Directions for this task | Reproduce the passage about Dr Cross's psychiatric work word for word.

Given text |
================================
Patients often languished for days in overstretched emergency departments waiting for psychiatric assessment and to be admitted to a psychiatric unit that is already at full capacity.
Dr Cross was drinking up to eight cups of sugary coffee, coupled with Coca Cola, to try and maintain the energy needed to get through the day. Then in 2013, he began shooting the Changing Minds series.
“Whilst the series changed my life and is the single most important piece of work I have ever been involved in – I was also at the time stretching myself too far.”
He resigned as Clinical Director and then moved within the Sydney South West Local Health District to Campbelltown Hospital to work as the Senior Psychiatrist running the only Youth Ward (Public) in NSW in 2014.
He said this move, “brought some relief, although the anxiety related to this decision was immense.”
There was still daily pressure to create beds when there was inadequate post discharge, as well as rehabilitation, options.
================================
Excerpted data |
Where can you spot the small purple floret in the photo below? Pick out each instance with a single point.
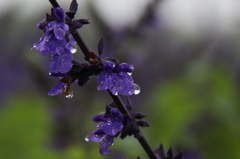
(107, 130)
(117, 79)
(61, 62)
(54, 36)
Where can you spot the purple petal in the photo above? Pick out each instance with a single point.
(97, 136)
(99, 118)
(124, 67)
(105, 143)
(59, 33)
(57, 89)
(41, 25)
(117, 114)
(108, 65)
(60, 14)
(61, 62)
(105, 80)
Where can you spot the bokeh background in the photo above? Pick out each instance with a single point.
(187, 63)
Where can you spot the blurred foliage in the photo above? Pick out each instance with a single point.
(199, 111)
(188, 91)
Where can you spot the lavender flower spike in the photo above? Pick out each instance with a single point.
(107, 130)
(53, 40)
(117, 79)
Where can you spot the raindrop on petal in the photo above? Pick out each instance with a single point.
(73, 50)
(86, 138)
(137, 90)
(70, 94)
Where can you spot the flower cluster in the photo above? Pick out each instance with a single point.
(117, 78)
(57, 42)
(111, 124)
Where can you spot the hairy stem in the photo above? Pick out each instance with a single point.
(139, 136)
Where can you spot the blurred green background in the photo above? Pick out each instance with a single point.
(190, 83)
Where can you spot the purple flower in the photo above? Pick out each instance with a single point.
(53, 40)
(107, 130)
(117, 79)
(57, 89)
(61, 62)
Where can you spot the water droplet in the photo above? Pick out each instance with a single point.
(137, 90)
(34, 46)
(86, 138)
(70, 94)
(73, 51)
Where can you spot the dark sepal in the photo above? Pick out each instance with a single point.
(50, 18)
(130, 128)
(83, 72)
(169, 154)
(100, 47)
(161, 153)
(72, 9)
(139, 115)
(129, 106)
(78, 23)
(143, 123)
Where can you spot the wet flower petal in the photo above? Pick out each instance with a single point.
(57, 89)
(61, 62)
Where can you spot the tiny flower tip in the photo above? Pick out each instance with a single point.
(59, 13)
(108, 65)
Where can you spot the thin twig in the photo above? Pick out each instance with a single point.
(139, 136)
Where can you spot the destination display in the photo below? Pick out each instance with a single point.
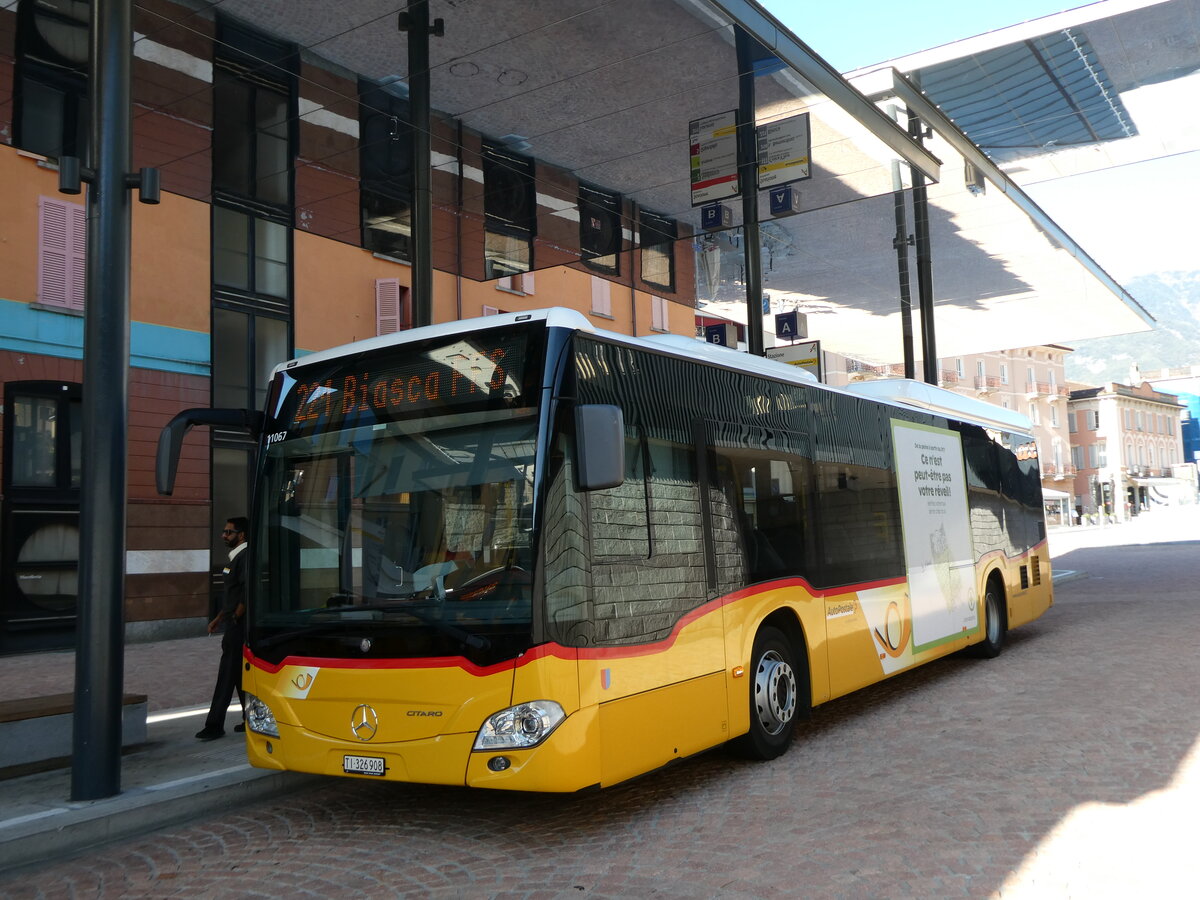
(713, 143)
(401, 382)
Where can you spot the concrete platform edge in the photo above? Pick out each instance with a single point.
(57, 834)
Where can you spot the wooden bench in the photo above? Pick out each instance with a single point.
(35, 730)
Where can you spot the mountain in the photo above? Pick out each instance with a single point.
(1174, 300)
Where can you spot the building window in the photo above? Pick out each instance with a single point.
(510, 213)
(253, 142)
(600, 229)
(251, 151)
(52, 115)
(394, 306)
(385, 169)
(601, 297)
(660, 318)
(522, 283)
(251, 256)
(245, 348)
(658, 235)
(61, 253)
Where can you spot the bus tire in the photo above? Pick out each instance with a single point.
(994, 622)
(774, 697)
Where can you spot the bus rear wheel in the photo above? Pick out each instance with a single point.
(994, 623)
(774, 696)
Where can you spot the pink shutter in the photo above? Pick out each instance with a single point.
(658, 313)
(601, 297)
(388, 313)
(53, 252)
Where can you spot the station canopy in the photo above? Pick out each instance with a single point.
(606, 94)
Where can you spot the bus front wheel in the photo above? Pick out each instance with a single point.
(773, 697)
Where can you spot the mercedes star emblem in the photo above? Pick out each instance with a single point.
(364, 721)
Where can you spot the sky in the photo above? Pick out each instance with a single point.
(1093, 208)
(851, 34)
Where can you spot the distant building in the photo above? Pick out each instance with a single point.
(1185, 383)
(1030, 379)
(1126, 447)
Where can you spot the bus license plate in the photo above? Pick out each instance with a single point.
(363, 765)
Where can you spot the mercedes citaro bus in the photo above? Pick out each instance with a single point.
(520, 552)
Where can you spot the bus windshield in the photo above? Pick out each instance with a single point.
(395, 535)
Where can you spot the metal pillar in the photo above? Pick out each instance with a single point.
(100, 664)
(900, 243)
(415, 21)
(924, 259)
(748, 180)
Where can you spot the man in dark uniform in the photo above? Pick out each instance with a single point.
(233, 615)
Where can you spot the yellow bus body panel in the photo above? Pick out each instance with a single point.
(629, 709)
(426, 718)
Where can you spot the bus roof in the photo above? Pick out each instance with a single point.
(894, 391)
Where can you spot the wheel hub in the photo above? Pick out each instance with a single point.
(774, 693)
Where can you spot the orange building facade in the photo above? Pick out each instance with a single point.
(282, 229)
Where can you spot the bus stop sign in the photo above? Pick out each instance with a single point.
(787, 325)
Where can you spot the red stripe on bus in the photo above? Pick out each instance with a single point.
(574, 653)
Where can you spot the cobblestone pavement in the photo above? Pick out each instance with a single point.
(1062, 768)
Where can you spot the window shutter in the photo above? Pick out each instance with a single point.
(61, 253)
(77, 261)
(658, 313)
(388, 312)
(601, 297)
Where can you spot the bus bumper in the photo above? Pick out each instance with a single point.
(567, 761)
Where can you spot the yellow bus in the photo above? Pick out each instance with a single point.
(519, 552)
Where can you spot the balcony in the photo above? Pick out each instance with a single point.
(1059, 473)
(987, 384)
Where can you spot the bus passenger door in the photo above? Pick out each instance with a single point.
(659, 670)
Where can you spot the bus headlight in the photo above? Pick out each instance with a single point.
(259, 718)
(521, 726)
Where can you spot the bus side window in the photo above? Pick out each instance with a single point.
(769, 491)
(618, 515)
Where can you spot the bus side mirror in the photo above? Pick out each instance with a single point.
(171, 441)
(599, 447)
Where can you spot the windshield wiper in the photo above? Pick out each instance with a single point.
(317, 628)
(472, 640)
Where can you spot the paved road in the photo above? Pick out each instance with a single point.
(1068, 767)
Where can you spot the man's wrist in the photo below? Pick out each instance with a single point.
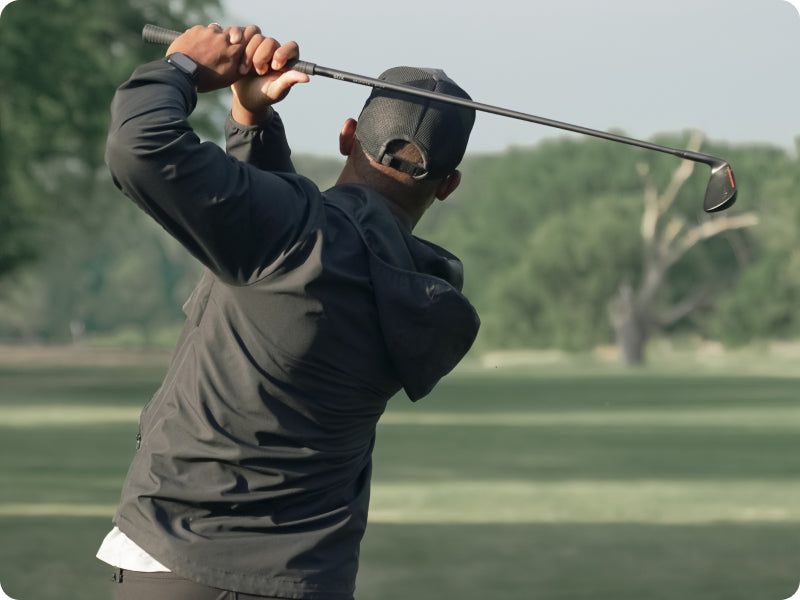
(250, 119)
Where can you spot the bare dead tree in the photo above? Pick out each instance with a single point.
(636, 313)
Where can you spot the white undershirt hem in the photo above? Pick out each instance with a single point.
(118, 550)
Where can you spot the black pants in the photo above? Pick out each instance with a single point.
(133, 585)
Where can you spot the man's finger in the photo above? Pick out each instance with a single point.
(263, 55)
(284, 53)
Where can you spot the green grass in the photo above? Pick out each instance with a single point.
(562, 483)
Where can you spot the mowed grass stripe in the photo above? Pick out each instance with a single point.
(665, 502)
(777, 417)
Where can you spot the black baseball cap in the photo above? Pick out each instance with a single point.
(439, 130)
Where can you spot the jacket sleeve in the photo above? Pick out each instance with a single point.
(265, 146)
(235, 218)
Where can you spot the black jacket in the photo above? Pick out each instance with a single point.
(254, 460)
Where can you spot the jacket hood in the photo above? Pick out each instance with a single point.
(427, 323)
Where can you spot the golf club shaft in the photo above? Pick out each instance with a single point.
(159, 35)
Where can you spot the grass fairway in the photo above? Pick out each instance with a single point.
(567, 483)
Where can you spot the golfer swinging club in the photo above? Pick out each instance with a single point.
(252, 470)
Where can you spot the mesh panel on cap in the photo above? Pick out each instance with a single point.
(439, 130)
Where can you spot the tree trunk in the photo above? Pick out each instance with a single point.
(631, 330)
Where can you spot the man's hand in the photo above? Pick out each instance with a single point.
(266, 81)
(219, 53)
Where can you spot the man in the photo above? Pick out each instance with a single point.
(251, 476)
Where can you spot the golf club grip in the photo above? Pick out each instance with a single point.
(153, 34)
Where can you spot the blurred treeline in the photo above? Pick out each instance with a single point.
(552, 236)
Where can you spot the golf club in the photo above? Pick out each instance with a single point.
(721, 190)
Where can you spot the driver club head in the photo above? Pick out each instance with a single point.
(721, 190)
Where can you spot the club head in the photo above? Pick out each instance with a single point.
(721, 190)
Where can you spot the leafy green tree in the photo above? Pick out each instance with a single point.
(60, 62)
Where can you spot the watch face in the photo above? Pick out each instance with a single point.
(183, 62)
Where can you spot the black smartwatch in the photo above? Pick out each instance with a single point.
(184, 64)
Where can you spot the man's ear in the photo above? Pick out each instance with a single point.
(448, 185)
(347, 137)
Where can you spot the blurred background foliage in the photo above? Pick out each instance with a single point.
(548, 234)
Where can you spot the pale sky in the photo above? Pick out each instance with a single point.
(730, 68)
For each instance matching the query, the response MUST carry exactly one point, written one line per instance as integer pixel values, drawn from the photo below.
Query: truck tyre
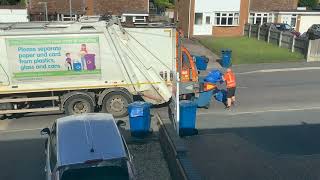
(78, 104)
(116, 103)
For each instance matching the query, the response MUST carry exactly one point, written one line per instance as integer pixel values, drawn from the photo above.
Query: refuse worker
(230, 79)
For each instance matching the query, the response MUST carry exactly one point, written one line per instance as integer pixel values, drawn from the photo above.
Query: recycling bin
(201, 62)
(90, 61)
(226, 58)
(214, 76)
(77, 66)
(139, 118)
(188, 113)
(221, 95)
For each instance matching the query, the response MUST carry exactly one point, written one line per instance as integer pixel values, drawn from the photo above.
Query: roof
(305, 12)
(77, 135)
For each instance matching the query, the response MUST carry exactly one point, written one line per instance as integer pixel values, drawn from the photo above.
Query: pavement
(270, 134)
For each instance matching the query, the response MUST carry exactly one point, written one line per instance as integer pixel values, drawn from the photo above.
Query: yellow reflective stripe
(74, 88)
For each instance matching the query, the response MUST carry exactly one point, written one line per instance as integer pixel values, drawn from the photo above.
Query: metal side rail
(175, 152)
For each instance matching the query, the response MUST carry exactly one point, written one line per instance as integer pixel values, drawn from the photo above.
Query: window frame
(230, 18)
(262, 17)
(195, 19)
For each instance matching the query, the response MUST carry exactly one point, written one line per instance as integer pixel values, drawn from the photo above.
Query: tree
(308, 3)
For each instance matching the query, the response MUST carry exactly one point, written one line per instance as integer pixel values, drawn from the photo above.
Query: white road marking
(258, 112)
(19, 130)
(4, 125)
(280, 70)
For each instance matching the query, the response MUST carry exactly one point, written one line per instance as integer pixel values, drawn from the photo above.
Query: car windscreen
(96, 173)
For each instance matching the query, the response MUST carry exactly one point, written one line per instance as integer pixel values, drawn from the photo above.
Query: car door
(131, 168)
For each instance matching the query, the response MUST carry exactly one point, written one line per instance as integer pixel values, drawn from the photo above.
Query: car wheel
(116, 103)
(78, 104)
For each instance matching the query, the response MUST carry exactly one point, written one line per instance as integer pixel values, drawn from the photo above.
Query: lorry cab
(86, 147)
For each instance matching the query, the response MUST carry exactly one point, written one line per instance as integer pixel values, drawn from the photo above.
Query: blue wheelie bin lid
(187, 104)
(137, 109)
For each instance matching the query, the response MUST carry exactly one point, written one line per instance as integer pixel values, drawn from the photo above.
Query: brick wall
(94, 7)
(236, 30)
(56, 6)
(117, 7)
(273, 5)
(182, 15)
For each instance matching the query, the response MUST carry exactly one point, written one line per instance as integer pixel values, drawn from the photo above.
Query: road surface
(271, 134)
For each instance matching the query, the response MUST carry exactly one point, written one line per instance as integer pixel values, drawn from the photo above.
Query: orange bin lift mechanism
(209, 87)
(187, 67)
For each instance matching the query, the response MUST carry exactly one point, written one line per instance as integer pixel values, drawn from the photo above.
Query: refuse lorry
(89, 65)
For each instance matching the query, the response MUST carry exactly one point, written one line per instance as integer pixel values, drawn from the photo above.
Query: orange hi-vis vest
(230, 79)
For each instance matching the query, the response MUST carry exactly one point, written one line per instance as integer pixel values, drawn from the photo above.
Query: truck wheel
(116, 103)
(78, 104)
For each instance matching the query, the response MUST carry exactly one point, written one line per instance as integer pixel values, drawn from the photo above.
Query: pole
(70, 10)
(45, 4)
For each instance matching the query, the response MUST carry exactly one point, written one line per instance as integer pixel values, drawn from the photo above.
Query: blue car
(86, 147)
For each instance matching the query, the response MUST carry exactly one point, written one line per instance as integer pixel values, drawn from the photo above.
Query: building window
(198, 18)
(226, 19)
(260, 18)
(208, 20)
(293, 20)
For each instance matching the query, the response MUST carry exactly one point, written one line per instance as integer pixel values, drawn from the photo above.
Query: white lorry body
(50, 58)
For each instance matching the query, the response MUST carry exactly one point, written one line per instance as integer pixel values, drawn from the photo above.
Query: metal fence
(314, 50)
(309, 48)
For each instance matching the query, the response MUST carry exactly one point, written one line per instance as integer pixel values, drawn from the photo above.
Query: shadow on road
(22, 159)
(261, 153)
(290, 140)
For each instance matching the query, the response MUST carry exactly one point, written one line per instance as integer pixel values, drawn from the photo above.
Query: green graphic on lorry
(69, 57)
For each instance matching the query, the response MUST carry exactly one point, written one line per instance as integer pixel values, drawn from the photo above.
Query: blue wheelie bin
(139, 118)
(188, 113)
(201, 62)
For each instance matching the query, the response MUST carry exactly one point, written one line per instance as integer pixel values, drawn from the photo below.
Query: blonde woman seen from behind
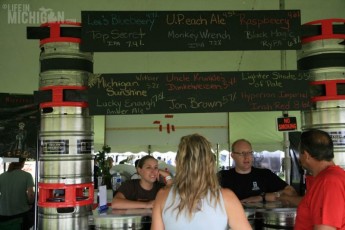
(195, 199)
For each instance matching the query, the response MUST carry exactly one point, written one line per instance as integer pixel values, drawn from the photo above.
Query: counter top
(136, 218)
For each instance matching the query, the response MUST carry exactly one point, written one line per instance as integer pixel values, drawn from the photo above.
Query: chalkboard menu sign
(198, 92)
(109, 31)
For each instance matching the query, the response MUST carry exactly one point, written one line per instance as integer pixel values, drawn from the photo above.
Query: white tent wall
(260, 128)
(136, 133)
(19, 57)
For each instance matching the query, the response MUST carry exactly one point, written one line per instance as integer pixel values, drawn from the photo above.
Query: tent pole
(287, 158)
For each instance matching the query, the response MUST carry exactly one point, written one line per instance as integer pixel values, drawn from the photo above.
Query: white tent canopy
(150, 133)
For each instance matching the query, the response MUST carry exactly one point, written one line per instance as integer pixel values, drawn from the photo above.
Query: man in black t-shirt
(252, 184)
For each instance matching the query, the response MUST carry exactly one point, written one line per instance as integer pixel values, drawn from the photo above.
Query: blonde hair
(195, 174)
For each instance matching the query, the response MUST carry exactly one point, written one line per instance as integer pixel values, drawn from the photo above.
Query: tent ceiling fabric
(135, 133)
(260, 128)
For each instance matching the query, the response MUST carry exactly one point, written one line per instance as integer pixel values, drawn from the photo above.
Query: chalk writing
(109, 31)
(155, 93)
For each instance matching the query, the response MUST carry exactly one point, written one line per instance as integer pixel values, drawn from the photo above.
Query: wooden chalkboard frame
(133, 31)
(198, 92)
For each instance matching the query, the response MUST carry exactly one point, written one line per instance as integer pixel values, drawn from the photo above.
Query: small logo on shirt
================================
Answer box |
Patients often languished for days in overstretched emergency departments waiting for psychiatric assessment and to be admitted to a psychiatric unit that is already at full capacity.
Dr Cross was drinking up to eight cups of sugary coffee, coupled with Coca Cola, to try and maintain the energy needed to get through the day. Then in 2013, he began shooting the Changing Minds series.
“Whilst the series changed my life and is the single most important piece of work I have ever been involved in – I was also at the time stretching myself too far.”
He resigned as Clinical Director and then moved within the Sydney South West Local Health District to Campbelltown Hospital to work as the Senior Psychiatrist running the only Youth Ward (Public) in NSW in 2014.
He said this move, “brought some relief, although the anxiety related to this decision was immense.”
There was still daily pressure to create beds when there was inadequate post discharge, as well as rehabilitation, options.